Morton Thiokol, the firm that built the solid rocket boosters in Utah, warned NASA the O-rings were only reliable at temperatures of 53 degrees and above. NASA said the chances of such a catastrophe were one in a thousand. Physicist Feynman said they were more like one in a hundred.
Feynman decried "an almost incredible lack of communication between (NASA) and their working engineers.
"In any event this has had very unfortunate consequences, the most serious of which is to encourage ordinary citizens to fly in such a dangerous machine, as if it had attained the safety of an ordinary airliner."
SUBHEAD IN COPY The shuttle program was suspended for two years and eight months after Challenger blew up. Tom Wolfe, author of "The Right Stuff," a chronicle of the early days of the manned space program, wrote an incisive essay on the tragedy for Time magazine. He focused on the symbolism of Christa McAuliffe's participation:
"Her flight was to be the crossover, at last, from a quarter of a century in which space had been a frontier open only to pioneers who lived and were willing to die by the code of 'the right stuff' - the Alan Shepards, John Glenns and Neil Armstrongs - to an era when space would belong to the entire citizenry, to Everyman."

**List of tasks**:
a – Answer these from the Challenger excerpt:
(i) At what temperatures did Morton Thiokol say the O-rings were reliable?
(ii) How long was the shuttle program suspended after Challenger blew up?
(iii) For which magazine did Tom Wolfe write his essay on the tragedy?
b – Reproduce everything in the Challenger excerpt from "Morton Thiokol, the" down to "in a hundred.", word for word.

Dataset items

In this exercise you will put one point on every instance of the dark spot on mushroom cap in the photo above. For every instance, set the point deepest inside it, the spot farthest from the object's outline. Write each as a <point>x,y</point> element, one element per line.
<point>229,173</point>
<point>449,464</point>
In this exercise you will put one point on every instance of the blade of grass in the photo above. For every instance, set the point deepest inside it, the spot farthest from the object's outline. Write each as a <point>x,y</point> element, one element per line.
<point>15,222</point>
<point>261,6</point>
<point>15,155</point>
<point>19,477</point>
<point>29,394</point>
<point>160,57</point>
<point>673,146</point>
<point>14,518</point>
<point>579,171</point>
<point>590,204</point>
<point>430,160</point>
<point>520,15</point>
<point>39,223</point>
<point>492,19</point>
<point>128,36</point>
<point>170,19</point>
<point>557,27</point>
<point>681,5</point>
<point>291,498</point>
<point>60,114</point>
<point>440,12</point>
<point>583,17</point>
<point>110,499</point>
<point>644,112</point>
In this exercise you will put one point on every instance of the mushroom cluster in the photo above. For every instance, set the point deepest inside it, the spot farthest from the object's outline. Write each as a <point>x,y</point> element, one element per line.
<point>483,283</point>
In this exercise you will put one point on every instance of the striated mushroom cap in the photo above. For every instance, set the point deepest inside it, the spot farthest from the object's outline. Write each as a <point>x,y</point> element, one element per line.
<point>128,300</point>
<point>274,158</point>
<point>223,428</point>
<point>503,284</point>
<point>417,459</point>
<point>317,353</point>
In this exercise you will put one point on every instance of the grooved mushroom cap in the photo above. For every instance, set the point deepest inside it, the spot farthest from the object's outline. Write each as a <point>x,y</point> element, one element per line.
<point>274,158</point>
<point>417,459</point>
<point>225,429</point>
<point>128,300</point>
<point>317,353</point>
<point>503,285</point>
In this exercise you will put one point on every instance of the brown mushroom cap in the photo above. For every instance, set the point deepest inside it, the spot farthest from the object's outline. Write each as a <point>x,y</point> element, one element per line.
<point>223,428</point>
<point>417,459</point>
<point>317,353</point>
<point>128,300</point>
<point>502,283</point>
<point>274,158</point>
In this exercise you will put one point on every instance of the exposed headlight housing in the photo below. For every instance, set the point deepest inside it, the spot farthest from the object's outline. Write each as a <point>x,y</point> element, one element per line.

**List of solutions**:
a –
(i) 53 degrees and above
(ii) Two years and eight months
(iii) Time

b –
Morton Thiokol, the firm that built the solid rocket boosters in Utah, warned NASA the O-rings were only reliable at temperatures of 53 degrees and above. NASA said the chances of such a catastrophe were one in a thousand. Physicist Feynman said they were more like one in a hundred.